__Exercise description__:
Rewrite every line of the records below in full and unchanged except for one thing: shift each coordinate in the answers up by 56. Leave all other numbers as they are.

__Listed entries__:

======

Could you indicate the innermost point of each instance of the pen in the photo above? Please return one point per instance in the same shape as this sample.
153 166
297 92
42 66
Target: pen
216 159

======

__Answer to this task__:
Could you indicate the innermost point of each instance of the pen in the photo above? Please return one point per instance in the same shape as this sample.
153 166
297 92
42 66
Target: pen
272 215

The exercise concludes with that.